* Information supplied:
__________
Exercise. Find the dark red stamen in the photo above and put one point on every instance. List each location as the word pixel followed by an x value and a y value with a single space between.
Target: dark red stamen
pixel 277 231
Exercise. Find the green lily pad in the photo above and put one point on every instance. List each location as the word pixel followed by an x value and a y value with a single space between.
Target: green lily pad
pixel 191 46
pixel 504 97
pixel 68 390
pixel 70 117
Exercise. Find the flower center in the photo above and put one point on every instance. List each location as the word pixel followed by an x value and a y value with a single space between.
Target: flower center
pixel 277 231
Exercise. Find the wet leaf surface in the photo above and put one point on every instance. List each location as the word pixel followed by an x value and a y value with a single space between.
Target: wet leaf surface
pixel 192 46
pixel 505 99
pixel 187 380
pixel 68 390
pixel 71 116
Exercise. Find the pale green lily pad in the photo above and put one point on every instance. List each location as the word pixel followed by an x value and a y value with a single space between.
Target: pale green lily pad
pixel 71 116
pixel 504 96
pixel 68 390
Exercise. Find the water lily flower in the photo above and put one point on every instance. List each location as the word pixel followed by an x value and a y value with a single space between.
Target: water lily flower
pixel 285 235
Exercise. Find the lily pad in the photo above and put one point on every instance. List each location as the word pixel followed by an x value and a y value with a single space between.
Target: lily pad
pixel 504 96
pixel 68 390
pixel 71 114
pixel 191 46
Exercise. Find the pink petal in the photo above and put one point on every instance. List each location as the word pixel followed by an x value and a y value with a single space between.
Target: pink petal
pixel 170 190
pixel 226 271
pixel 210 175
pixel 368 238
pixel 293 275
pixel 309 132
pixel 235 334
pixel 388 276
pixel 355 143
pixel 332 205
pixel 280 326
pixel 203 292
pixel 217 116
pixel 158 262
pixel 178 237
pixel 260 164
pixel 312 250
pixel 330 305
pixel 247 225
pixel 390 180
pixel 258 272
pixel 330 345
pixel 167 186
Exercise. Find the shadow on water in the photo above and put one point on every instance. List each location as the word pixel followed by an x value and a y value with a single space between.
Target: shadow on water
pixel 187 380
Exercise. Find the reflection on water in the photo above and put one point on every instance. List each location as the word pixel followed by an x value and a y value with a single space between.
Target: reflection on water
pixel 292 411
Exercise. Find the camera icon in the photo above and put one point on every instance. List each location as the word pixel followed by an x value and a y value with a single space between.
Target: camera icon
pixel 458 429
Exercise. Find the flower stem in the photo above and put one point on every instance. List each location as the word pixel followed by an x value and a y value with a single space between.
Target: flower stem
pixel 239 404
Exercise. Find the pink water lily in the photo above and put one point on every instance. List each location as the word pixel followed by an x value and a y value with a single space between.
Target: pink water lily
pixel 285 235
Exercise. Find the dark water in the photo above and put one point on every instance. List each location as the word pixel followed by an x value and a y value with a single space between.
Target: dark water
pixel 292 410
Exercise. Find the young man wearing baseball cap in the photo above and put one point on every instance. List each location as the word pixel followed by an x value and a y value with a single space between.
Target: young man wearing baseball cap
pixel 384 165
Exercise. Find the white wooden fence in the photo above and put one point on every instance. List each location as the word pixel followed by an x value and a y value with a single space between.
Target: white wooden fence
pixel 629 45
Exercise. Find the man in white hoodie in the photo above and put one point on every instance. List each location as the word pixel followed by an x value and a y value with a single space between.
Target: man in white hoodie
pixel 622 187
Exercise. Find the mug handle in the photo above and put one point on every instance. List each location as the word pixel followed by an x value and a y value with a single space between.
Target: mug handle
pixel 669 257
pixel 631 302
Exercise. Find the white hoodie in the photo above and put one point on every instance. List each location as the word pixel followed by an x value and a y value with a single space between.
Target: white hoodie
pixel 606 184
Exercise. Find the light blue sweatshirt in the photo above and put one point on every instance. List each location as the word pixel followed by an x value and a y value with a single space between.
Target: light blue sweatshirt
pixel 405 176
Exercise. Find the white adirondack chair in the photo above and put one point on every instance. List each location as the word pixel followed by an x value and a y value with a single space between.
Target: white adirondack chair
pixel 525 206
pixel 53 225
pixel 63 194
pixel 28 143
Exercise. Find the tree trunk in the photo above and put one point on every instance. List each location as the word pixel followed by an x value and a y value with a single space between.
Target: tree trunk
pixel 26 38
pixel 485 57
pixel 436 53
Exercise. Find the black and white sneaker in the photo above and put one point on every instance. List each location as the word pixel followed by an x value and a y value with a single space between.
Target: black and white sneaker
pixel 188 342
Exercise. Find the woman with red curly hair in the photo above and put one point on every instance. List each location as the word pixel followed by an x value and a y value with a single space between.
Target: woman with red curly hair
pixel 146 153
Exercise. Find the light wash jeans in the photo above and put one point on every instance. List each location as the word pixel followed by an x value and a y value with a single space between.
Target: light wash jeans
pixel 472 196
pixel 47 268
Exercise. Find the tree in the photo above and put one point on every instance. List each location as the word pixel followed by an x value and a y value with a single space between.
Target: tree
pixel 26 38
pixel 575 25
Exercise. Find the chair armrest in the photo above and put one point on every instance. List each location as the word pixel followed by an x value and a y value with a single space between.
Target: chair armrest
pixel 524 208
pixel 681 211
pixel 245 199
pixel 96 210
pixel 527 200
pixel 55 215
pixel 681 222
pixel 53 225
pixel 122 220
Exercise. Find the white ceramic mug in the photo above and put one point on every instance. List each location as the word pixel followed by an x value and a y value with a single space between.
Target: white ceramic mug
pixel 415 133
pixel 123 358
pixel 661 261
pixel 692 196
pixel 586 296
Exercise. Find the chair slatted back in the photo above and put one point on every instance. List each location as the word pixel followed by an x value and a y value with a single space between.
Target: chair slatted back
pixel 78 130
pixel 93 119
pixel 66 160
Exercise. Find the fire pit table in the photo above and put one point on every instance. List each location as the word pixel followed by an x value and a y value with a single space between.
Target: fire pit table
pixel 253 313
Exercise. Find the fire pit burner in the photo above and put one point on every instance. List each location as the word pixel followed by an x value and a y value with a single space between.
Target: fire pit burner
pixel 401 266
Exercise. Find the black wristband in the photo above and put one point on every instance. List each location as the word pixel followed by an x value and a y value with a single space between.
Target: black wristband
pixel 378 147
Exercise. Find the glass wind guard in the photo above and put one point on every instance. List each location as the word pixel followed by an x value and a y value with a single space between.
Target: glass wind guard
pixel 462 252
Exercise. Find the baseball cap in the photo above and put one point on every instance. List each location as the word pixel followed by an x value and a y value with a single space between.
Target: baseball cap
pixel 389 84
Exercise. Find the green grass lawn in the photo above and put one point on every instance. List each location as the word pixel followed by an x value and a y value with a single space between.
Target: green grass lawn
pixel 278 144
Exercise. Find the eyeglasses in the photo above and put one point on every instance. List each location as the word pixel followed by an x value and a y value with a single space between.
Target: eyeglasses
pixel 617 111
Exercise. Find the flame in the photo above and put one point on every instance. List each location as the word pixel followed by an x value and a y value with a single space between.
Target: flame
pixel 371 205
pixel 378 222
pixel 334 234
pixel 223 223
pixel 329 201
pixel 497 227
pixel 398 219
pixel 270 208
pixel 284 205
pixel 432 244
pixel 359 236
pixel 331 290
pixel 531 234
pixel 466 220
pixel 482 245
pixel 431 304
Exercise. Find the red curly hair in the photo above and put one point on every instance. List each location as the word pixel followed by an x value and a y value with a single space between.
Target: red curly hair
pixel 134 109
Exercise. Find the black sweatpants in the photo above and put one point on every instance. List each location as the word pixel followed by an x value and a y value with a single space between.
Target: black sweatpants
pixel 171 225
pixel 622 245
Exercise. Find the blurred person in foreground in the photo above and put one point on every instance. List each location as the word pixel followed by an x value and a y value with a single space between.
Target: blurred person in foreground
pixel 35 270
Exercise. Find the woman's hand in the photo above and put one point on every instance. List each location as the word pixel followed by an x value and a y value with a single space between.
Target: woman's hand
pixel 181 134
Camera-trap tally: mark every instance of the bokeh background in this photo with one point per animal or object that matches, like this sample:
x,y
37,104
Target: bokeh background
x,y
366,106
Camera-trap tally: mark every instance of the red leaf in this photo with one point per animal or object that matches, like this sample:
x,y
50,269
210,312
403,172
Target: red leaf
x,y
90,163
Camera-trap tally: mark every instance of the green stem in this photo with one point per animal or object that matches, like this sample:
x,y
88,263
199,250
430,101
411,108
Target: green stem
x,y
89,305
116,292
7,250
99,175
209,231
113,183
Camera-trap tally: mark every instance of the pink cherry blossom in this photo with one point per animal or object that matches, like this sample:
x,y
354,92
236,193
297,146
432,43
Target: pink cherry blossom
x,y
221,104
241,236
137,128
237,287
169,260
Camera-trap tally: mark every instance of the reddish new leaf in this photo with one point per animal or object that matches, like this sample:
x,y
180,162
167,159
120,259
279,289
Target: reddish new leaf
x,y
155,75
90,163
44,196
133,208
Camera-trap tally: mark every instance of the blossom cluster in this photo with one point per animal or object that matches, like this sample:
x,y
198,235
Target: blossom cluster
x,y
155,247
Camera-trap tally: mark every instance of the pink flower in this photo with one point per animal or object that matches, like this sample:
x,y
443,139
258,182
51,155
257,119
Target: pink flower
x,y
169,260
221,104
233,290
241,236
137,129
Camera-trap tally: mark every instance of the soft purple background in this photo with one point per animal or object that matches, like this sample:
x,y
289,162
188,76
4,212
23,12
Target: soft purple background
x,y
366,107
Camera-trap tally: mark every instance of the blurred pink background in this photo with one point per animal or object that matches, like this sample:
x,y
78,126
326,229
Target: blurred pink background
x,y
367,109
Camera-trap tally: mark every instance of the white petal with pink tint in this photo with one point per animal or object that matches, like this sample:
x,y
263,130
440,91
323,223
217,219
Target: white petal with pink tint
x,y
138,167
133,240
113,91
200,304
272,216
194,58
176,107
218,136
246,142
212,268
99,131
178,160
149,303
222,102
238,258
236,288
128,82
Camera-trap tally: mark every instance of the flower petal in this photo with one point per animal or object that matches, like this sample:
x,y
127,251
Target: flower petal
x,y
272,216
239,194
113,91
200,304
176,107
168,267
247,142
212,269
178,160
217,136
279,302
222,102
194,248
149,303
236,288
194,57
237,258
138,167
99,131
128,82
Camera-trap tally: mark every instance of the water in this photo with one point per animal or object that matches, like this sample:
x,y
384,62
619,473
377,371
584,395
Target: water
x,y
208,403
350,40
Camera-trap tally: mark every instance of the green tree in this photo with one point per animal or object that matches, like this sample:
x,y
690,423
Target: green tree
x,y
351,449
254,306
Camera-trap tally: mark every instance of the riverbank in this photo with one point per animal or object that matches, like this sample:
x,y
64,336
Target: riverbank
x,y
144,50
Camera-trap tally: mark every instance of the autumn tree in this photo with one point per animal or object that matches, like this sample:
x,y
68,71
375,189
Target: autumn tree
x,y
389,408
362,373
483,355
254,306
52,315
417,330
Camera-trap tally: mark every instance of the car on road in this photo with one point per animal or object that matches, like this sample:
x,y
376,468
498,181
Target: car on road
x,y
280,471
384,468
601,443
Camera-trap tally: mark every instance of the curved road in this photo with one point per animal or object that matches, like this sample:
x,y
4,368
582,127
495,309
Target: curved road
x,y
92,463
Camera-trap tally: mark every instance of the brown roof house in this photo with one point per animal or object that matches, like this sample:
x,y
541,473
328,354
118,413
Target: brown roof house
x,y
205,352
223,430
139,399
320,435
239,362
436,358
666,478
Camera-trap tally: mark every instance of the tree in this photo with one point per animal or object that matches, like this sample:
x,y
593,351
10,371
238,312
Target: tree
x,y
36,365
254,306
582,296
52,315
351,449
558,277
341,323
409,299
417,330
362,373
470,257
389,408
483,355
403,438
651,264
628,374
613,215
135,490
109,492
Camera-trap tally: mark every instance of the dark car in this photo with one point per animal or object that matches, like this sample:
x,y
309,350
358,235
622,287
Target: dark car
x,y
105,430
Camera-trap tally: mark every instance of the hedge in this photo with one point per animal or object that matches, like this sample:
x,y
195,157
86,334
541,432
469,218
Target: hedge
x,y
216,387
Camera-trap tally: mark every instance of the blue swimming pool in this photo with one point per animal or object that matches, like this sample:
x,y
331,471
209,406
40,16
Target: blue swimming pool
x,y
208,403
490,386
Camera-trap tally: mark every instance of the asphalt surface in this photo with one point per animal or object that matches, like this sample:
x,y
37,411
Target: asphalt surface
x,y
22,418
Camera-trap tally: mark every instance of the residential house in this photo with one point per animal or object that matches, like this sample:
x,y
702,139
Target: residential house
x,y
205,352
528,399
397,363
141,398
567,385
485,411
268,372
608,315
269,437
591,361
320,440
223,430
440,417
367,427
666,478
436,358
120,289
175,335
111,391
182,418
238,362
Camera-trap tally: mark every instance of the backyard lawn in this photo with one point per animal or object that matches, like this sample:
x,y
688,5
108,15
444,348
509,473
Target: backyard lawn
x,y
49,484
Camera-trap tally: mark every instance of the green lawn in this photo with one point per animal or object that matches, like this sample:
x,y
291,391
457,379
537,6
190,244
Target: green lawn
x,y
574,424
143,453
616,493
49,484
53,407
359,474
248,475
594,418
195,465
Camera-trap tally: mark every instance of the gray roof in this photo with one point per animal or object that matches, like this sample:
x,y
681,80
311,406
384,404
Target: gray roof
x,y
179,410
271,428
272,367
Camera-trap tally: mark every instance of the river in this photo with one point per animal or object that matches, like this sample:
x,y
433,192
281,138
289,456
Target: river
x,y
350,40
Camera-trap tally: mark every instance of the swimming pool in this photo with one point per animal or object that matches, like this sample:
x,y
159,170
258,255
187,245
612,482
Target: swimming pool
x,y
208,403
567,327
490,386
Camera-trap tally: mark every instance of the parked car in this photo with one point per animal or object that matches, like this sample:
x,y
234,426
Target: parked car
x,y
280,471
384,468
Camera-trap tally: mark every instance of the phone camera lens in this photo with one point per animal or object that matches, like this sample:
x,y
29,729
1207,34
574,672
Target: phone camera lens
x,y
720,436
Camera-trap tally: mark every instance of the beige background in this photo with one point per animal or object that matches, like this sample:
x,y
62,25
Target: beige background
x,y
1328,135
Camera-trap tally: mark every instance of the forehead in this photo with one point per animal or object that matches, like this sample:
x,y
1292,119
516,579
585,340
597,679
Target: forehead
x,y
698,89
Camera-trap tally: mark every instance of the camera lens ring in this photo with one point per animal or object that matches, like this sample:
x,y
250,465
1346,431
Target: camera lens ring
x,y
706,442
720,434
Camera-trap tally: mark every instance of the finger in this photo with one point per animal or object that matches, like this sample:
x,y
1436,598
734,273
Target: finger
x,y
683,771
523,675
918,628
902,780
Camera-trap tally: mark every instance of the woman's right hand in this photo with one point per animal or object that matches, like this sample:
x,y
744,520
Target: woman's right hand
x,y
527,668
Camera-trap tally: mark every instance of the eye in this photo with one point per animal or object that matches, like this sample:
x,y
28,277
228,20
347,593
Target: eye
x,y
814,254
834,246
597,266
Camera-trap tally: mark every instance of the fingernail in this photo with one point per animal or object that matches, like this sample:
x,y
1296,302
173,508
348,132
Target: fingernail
__________
* Problem description:
Quote exactly the opening line of the material above and every line after it, up to and including the line that contains "Exercise. Find the pink petal".

* Output for this exercise:
Exercise. Find the dark red stamen in the photo above and put one point on every instance. List each location as the word pixel followed by an x value and a y value with a single space between.
Target: dark red stamen
pixel 277 231
Exercise. Find the green lily pad in the photo above and put one point on every instance. List each location as the word pixel followed by an x value and a y value with a single space between.
Target: green lily pad
pixel 191 46
pixel 504 97
pixel 68 390
pixel 70 117
Exercise. Find the flower center in the photo above and put one point on every instance. List each location as the word pixel followed by an x value and a y value with a single space between.
Target: flower center
pixel 277 231
Exercise. Find the wet leaf surface in the photo above and put one point on every instance. List each location as the word pixel followed by an x value and a y value with a single space between.
Target: wet leaf surface
pixel 192 46
pixel 505 99
pixel 187 380
pixel 68 390
pixel 71 116
Exercise. Find the pale green lily pad in the photo above and put one point on every instance. List each location as the word pixel followed by an x value and a y value with a single space between.
Target: pale green lily pad
pixel 71 116
pixel 504 96
pixel 68 390
Exercise. Find the water lily flower in the photo above and put one point on every instance. List each location as the word pixel followed by an x value and a y value with a single space between.
Target: water lily flower
pixel 285 235
Exercise. Find the lily pad in the photo above and put one point on every instance. List each location as the word pixel followed by an x value and a y value with a single space between.
Target: lily pad
pixel 504 96
pixel 68 390
pixel 71 114
pixel 191 46
Exercise. Find the pink petal in the photo above and put one point on every instance. List each location as the word pixel followed by an x value and a y value with a single space between.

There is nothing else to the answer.